### Given data
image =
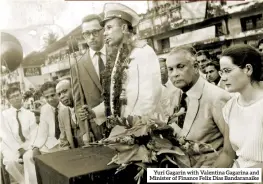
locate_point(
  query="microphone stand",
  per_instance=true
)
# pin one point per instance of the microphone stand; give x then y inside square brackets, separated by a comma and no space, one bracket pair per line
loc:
[86,123]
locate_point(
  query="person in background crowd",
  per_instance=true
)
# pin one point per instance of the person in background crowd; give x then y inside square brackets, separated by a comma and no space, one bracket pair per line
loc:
[64,91]
[200,104]
[55,121]
[164,72]
[211,71]
[19,132]
[203,59]
[90,69]
[260,46]
[241,69]
[28,100]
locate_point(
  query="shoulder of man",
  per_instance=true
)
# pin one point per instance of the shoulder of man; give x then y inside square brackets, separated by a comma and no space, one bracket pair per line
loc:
[139,43]
[217,94]
[44,108]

### Work instructions
Rewrite the whole listing with every "background crowd" changed to "audience" and nothing else altered, leaving out the picture.

### Expected answer
image =
locate_point(
  query="microphone stand",
  per_instance=true
)
# pin one point per instance of the microphone stand; give x then y inside square brackets, separated by a comma and no space, one bracket pair per line
loc:
[86,123]
locate_point(
  query="person in audience",
  per_instance=true
)
# pin one point per instance of the person in audience; give x then y inside square brackets, separated by a comma and no space, one bracket pair per line
loc:
[64,91]
[200,104]
[55,121]
[164,72]
[211,71]
[19,132]
[203,59]
[90,69]
[260,46]
[241,69]
[28,100]
locate_point(
  query="shoulder of man",
  per_instance=true
)
# pin one point per instance of the shoulder of man; give x then y inside square brackets, separated by a comma and no space, one bracket pair per line
loc:
[139,43]
[217,94]
[44,108]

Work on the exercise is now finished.